* [About this exercise]:
Leaving out the pictures, reproduce each record exactly and in full.

(Beginning of Given entries)

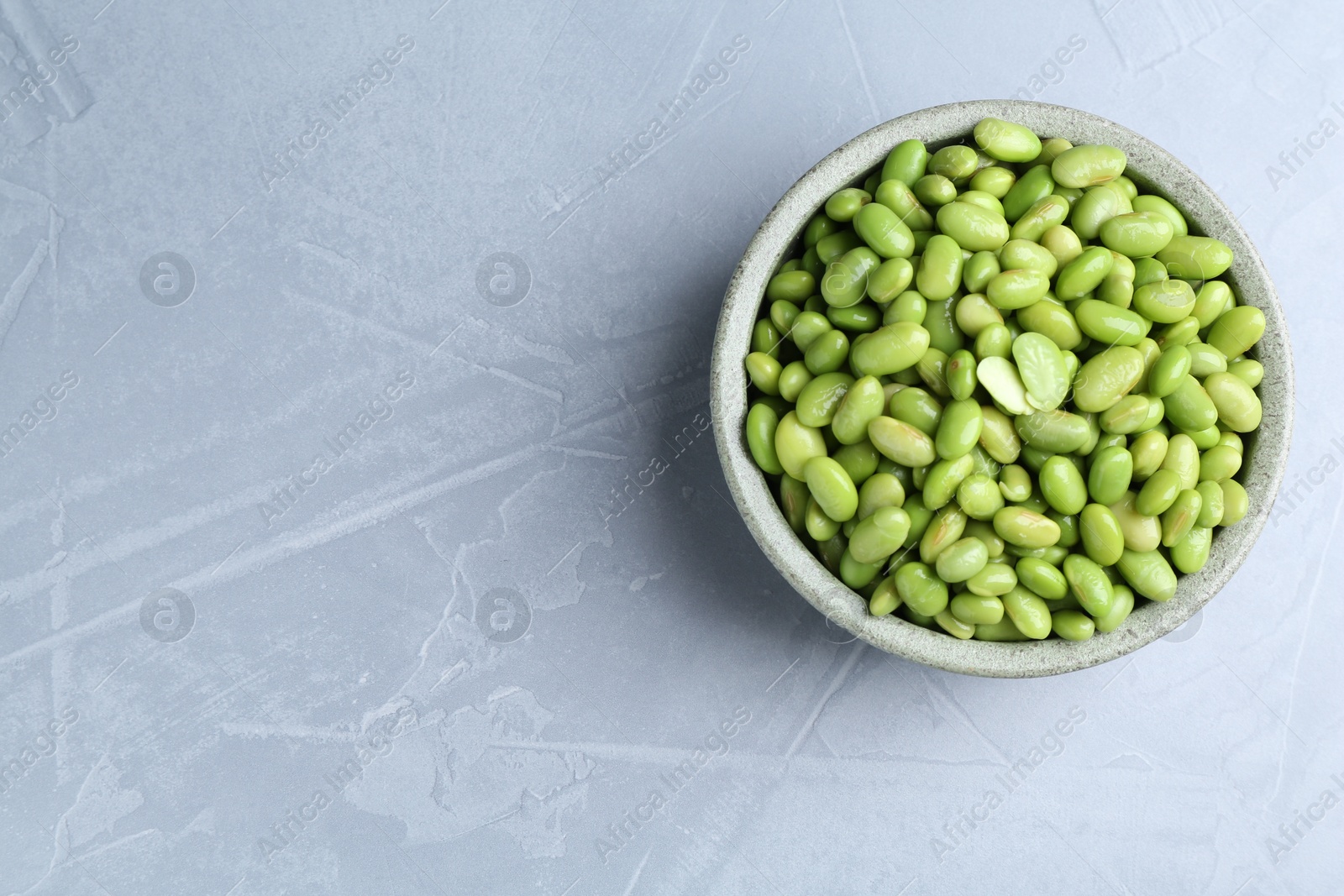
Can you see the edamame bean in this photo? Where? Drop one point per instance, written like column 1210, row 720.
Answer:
column 976, row 275
column 1191, row 553
column 831, row 486
column 1005, row 140
column 880, row 535
column 960, row 427
column 859, row 405
column 974, row 228
column 844, row 204
column 1151, row 203
column 1236, row 403
column 907, row 308
column 1072, row 625
column 918, row 409
column 992, row 580
column 1211, row 504
column 793, row 286
column 885, row 600
column 819, row 526
column 1164, row 301
column 1247, row 369
column 796, row 443
column 900, row 443
column 1042, row 578
column 1110, row 474
column 1149, row 452
column 761, row 426
column 1189, row 407
column 1062, row 485
column 979, row 496
column 1084, row 275
column 1106, row 378
column 822, row 396
column 934, row 190
column 961, row 560
column 1026, row 528
column 1027, row 255
column 954, row 626
column 1062, row 244
column 1137, row 234
column 1095, row 207
column 858, row 575
column 953, row 163
column 1053, row 432
column 940, row 268
column 764, row 372
column 994, row 342
column 1220, row 463
column 1121, row 605
column 1168, row 371
column 890, row 348
column 1041, row 365
column 884, row 230
column 1043, row 215
column 1128, row 416
column 947, row 528
column 1005, row 385
column 1148, row 574
column 1159, row 493
column 1195, row 257
column 1182, row 516
column 1089, row 584
column 1142, row 532
column 1030, row 188
column 864, row 317
column 1027, row 611
column 942, row 479
column 996, row 181
column 941, row 322
column 1102, row 537
column 1054, row 322
column 1016, row 288
column 1088, row 165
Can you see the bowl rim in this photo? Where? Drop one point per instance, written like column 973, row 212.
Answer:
column 1158, row 170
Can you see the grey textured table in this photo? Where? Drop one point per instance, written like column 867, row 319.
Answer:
column 362, row 526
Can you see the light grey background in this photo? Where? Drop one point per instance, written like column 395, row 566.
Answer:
column 522, row 658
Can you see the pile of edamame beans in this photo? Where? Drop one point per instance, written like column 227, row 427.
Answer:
column 1003, row 392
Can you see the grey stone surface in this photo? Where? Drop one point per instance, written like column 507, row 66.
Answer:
column 777, row 241
column 470, row 649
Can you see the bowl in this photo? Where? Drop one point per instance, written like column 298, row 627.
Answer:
column 1155, row 170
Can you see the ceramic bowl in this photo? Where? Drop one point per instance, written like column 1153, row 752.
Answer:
column 777, row 239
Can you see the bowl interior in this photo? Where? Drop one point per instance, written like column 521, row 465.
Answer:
column 779, row 239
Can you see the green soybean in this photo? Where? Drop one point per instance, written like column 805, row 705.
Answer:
column 1102, row 537
column 974, row 228
column 1121, row 605
column 862, row 403
column 1027, row 611
column 1148, row 574
column 880, row 535
column 940, row 268
column 1137, row 234
column 1088, row 165
column 1191, row 553
column 1195, row 257
column 820, row 398
column 1072, row 625
column 761, row 426
column 1005, row 140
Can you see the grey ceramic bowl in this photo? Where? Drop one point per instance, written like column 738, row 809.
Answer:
column 776, row 241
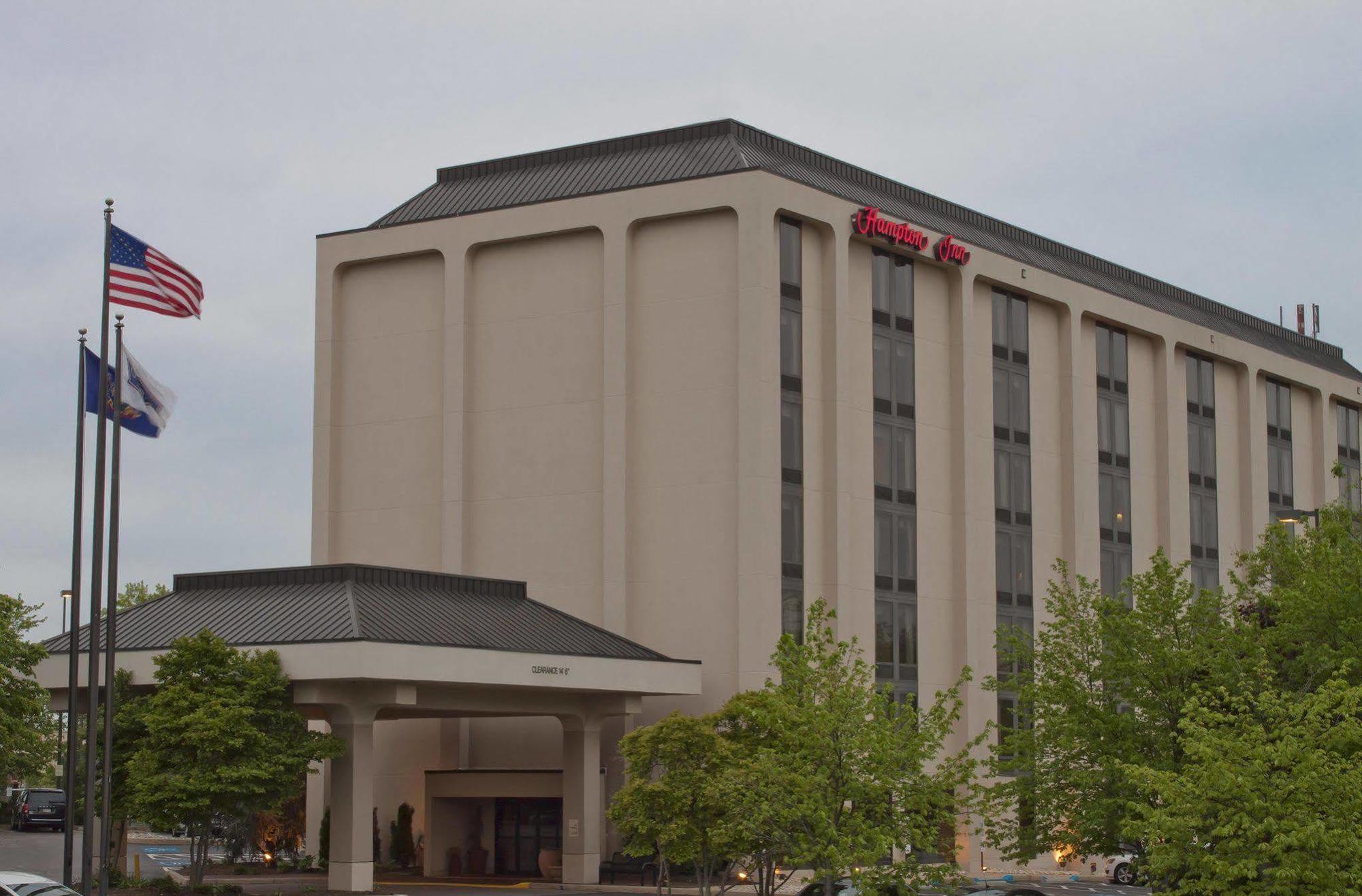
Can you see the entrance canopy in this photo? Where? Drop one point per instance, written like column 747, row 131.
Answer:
column 368, row 643
column 368, row 624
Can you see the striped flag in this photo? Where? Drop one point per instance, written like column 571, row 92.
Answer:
column 142, row 277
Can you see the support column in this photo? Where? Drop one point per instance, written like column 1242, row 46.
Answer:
column 352, row 804
column 581, row 801
column 615, row 434
column 317, row 799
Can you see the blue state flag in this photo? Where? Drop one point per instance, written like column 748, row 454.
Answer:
column 146, row 404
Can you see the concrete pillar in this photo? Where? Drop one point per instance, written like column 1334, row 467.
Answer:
column 352, row 804
column 581, row 801
column 317, row 799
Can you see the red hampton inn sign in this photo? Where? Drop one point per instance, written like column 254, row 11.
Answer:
column 870, row 223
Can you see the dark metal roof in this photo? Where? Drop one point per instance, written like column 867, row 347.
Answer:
column 725, row 148
column 351, row 603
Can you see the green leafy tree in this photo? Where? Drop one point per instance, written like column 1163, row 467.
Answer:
column 1300, row 598
column 1269, row 799
column 28, row 726
column 223, row 739
column 1103, row 691
column 137, row 593
column 836, row 774
column 674, row 801
column 404, row 845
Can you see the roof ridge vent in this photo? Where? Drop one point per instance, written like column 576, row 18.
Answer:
column 349, row 574
column 585, row 150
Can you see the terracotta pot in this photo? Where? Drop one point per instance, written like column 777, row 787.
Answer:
column 551, row 864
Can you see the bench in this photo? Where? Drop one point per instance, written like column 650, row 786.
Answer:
column 631, row 865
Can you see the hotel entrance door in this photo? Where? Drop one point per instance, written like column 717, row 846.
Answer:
column 524, row 829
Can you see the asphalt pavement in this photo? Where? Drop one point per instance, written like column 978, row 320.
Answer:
column 40, row 853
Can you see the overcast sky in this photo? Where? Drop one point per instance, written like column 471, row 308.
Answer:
column 1211, row 145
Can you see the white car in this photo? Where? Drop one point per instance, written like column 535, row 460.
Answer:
column 1120, row 869
column 21, row 884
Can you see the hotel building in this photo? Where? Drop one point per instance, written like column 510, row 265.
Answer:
column 686, row 383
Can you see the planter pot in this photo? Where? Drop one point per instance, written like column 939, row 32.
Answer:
column 551, row 864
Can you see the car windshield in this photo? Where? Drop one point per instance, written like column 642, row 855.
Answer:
column 42, row 889
column 47, row 799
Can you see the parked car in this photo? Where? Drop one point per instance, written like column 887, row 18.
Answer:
column 40, row 808
column 1120, row 869
column 21, row 884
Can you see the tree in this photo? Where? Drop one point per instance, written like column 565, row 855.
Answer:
column 1300, row 601
column 674, row 801
column 1103, row 691
column 129, row 731
column 223, row 739
column 137, row 593
column 1269, row 800
column 27, row 722
column 837, row 774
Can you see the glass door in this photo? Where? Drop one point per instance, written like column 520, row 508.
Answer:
column 526, row 826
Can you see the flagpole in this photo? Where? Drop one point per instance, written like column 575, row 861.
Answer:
column 69, row 778
column 112, row 609
column 97, row 567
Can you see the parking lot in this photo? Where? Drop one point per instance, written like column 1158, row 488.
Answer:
column 40, row 853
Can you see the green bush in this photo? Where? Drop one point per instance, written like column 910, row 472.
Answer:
column 325, row 837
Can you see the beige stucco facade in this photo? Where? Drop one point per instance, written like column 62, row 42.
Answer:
column 585, row 394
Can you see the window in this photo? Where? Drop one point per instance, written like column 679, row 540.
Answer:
column 896, row 641
column 792, row 428
column 1013, row 559
column 1202, row 473
column 896, row 473
column 792, row 351
column 1281, row 462
column 1113, row 460
column 896, row 552
column 1350, row 487
column 1011, row 484
column 1112, row 360
column 792, row 441
column 896, row 464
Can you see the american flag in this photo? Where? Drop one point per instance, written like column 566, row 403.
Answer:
column 145, row 278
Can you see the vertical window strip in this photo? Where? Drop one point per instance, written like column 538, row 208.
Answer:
column 1203, row 505
column 1350, row 485
column 896, row 473
column 1115, row 461
column 792, row 428
column 1013, row 487
column 1281, row 457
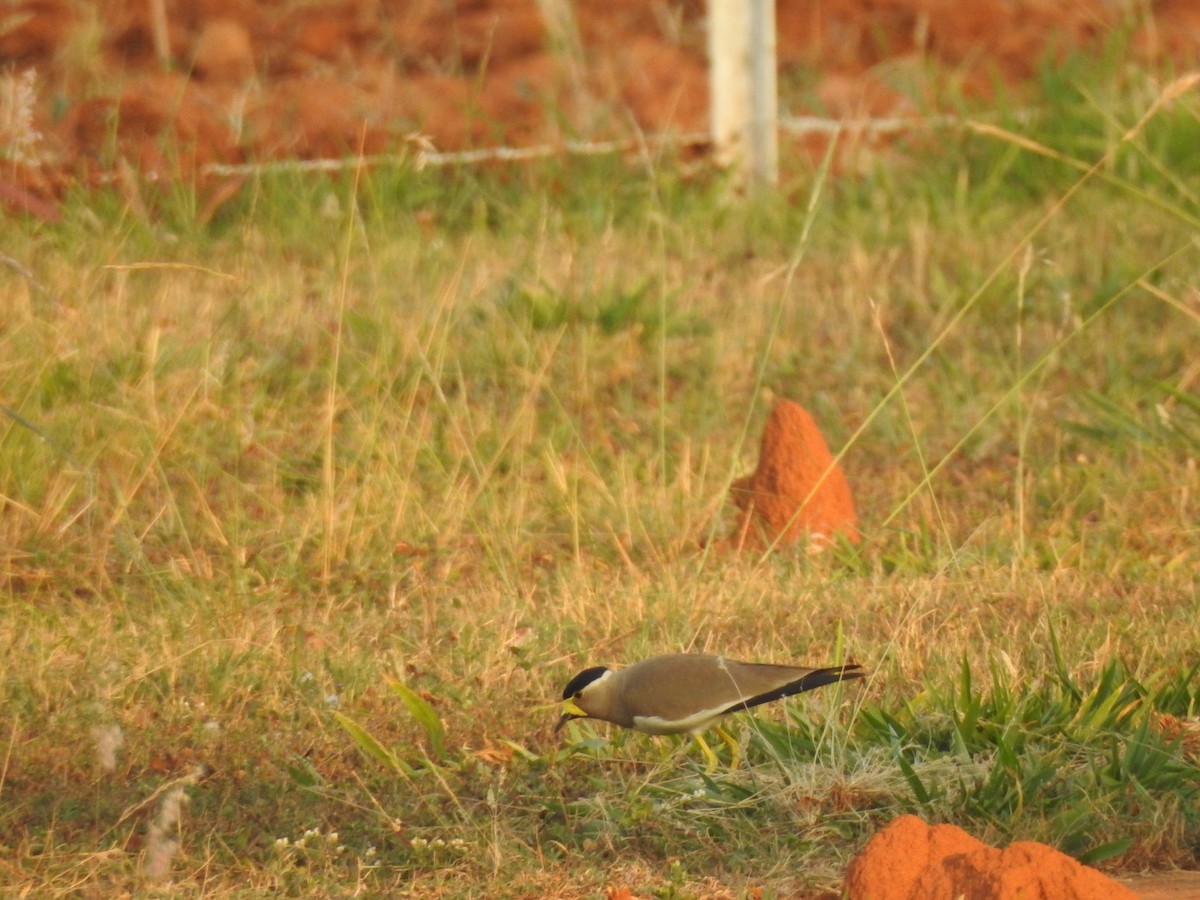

(End of Given entries)

* [Response for this exercise]:
Can you see the edamame bean in this photo? Where? Drop one point per instance, written like column 1210, row 720.
Answer:
column 976, row 275
column 1191, row 553
column 831, row 486
column 1005, row 140
column 880, row 535
column 960, row 427
column 859, row 405
column 974, row 228
column 844, row 204
column 1151, row 203
column 1236, row 403
column 907, row 308
column 1072, row 625
column 918, row 409
column 992, row 580
column 1211, row 504
column 793, row 286
column 885, row 600
column 819, row 526
column 1164, row 301
column 1247, row 369
column 796, row 443
column 900, row 443
column 1042, row 578
column 1110, row 474
column 1149, row 452
column 761, row 426
column 1189, row 407
column 1062, row 485
column 979, row 496
column 1084, row 275
column 1106, row 378
column 822, row 396
column 934, row 190
column 961, row 560
column 1026, row 528
column 1027, row 255
column 954, row 626
column 1062, row 244
column 1137, row 234
column 1095, row 207
column 858, row 575
column 953, row 163
column 1053, row 432
column 940, row 268
column 764, row 372
column 994, row 342
column 1220, row 463
column 1121, row 605
column 1168, row 371
column 890, row 348
column 1041, row 365
column 884, row 230
column 1043, row 215
column 1128, row 416
column 947, row 528
column 1005, row 385
column 1148, row 574
column 1159, row 493
column 1195, row 257
column 1182, row 516
column 1089, row 584
column 1142, row 532
column 1030, row 188
column 864, row 317
column 1027, row 611
column 942, row 479
column 996, row 181
column 941, row 322
column 1102, row 537
column 1054, row 322
column 1016, row 288
column 1088, row 165
Can you see the bowl rim in this photo? Where? Drop one point per instance, written like column 973, row 212.
Answer:
column 1158, row 170
Can you see the grey textured table in this photo? Where? Drop one point per instance, written like column 867, row 319.
Answer:
column 362, row 526
Can you see the light grey background in this photo? Where? Drop one point per instance, written like column 395, row 566.
Answer:
column 522, row 658
Can you see the pile of edamame beans in this photo? Where? Drop one point per instance, written like column 227, row 427.
Answer:
column 1003, row 392
Can you see the grey stone surface in this photo? Where? Drop one point per instance, written like column 507, row 66.
Answer:
column 777, row 241
column 470, row 649
Can you see the bowl in this photo? Where? Drop one point per instance, written like column 298, row 627.
Answer:
column 1155, row 170
Can you see the ceramic bowl in this photo? Where? Drop one point per instance, written like column 1153, row 752.
Answer:
column 777, row 239
Can you see the bowl interior in this photo? Where? Drop one point per instance, written like column 521, row 465.
Answer:
column 779, row 239
Can you see the green soybean in this photo? Where? Drop one point per instance, written like column 805, row 705.
Answer:
column 1102, row 537
column 974, row 228
column 1121, row 605
column 862, row 403
column 1027, row 611
column 1148, row 574
column 880, row 535
column 940, row 268
column 1137, row 234
column 1088, row 165
column 1191, row 553
column 1195, row 257
column 820, row 398
column 1072, row 625
column 761, row 426
column 1005, row 140
Can you see the grey ceramic bowl in this photo? Where? Drop one point per instance, written like column 738, row 809.
Answer:
column 776, row 241
Can you see the entrance canopy in this photo? Where? Drop one point per instance, written like column 747, row 131.
Answer:
column 368, row 643
column 368, row 624
Can you see the striped flag in this photo? Where? Drop one point per instance, written like column 571, row 92.
Answer:
column 142, row 277
Can you see the support column in this photo? Where? Drop one point per instance, written like column 1242, row 46.
Answer:
column 352, row 804
column 581, row 801
column 615, row 434
column 317, row 799
Can you see the blue state flag in this photo? Where? Drop one point per instance, written like column 748, row 454.
Answer:
column 146, row 404
Can you see the concrete pillar in this photo? Where? Drop one point per instance, written like column 1334, row 467.
Answer:
column 352, row 804
column 581, row 801
column 317, row 799
Can you see the red hampton inn sign in this photo? Where? Drop one point per instance, written like column 254, row 11.
Answer:
column 870, row 223
Can you see the dark metal roof in this photo? Where? Drop one point per instance, written like column 867, row 347.
Answer:
column 725, row 148
column 351, row 603
Can you see the green leafy tree in this photo? Where? Drop one point per instance, written like column 1163, row 467.
Answer:
column 1300, row 598
column 1269, row 799
column 28, row 726
column 223, row 739
column 1103, row 691
column 137, row 593
column 836, row 774
column 674, row 801
column 404, row 845
Can you see the roof ridge vent in this photo? Where? Drop one point per instance, written like column 576, row 18.
Answer:
column 349, row 574
column 585, row 150
Can you see the terracotta pot in this photo? Where? Drop one point per instance, written like column 777, row 787.
Answer:
column 551, row 864
Can you see the bench in this photo? Where? Drop one point per instance, written like column 650, row 786.
Answer:
column 631, row 865
Can you see the hotel entrance door in this photo? Where? Drop one point per instance, written like column 717, row 846.
Answer:
column 524, row 829
Can you see the asphalt pavement in this photo? Where? Drop one point per instance, written like column 978, row 320.
Answer:
column 40, row 853
Can you see the overcast sky in this photo? Where? Drop one point per instance, written like column 471, row 308.
Answer:
column 1211, row 145
Can you see the white car in this photo? Where? Drop one point per instance, written like column 535, row 460.
Answer:
column 1120, row 869
column 21, row 884
Can you see the hotel building in this photo? Where? Drop one point per instance, written like column 510, row 265.
Answer:
column 686, row 383
Can you see the planter pot in this photo? Where? Drop one point per instance, written like column 939, row 32.
Answer:
column 551, row 864
Can you see the car windshield in this photo? Where? Drop one point per instance, written like column 642, row 855.
Answer:
column 42, row 889
column 47, row 799
Can you see the parked car in this photo? Where? Drop one point per instance, written like column 887, row 18.
Answer:
column 40, row 808
column 1120, row 869
column 21, row 884
Can you see the tree in this photo? Where? Drop one point per instance, written like column 565, row 855.
Answer:
column 1300, row 601
column 674, row 801
column 1103, row 691
column 129, row 731
column 223, row 739
column 137, row 593
column 1269, row 800
column 27, row 722
column 837, row 774
Can you see the glass door in this photo? Where? Drop one point per instance, written like column 520, row 508.
Answer:
column 526, row 826
Can you see the flagpole in this photo? Where? Drop one point per instance, written like column 575, row 861.
Answer:
column 69, row 778
column 112, row 609
column 97, row 567
Can you see the parking lot in this photo? Where? Drop one point per instance, written like column 1158, row 488.
Answer:
column 40, row 853
Can you see the green bush in this photo? Where? Drop one point per instance, written like column 910, row 472.
Answer:
column 325, row 837
Can you see the beige stucco facade in this photo? Where? Drop one point per instance, written like column 62, row 42.
Answer:
column 585, row 394
Can you see the window in this photo? Where? Drop one point per instance, written like column 679, row 540.
Answer:
column 896, row 641
column 792, row 428
column 1013, row 559
column 1202, row 473
column 896, row 473
column 792, row 351
column 1281, row 462
column 1113, row 460
column 896, row 552
column 1350, row 487
column 1011, row 484
column 1112, row 360
column 792, row 441
column 896, row 464
Can you see the american flag in this photo? Where? Drop one point per instance, written like column 566, row 403.
Answer:
column 145, row 278
Can you see the vertical window strip in this photo? Where? Drop one point per instance, written like column 538, row 208.
Answer:
column 1203, row 505
column 1350, row 485
column 896, row 473
column 1115, row 461
column 792, row 428
column 1013, row 487
column 1281, row 457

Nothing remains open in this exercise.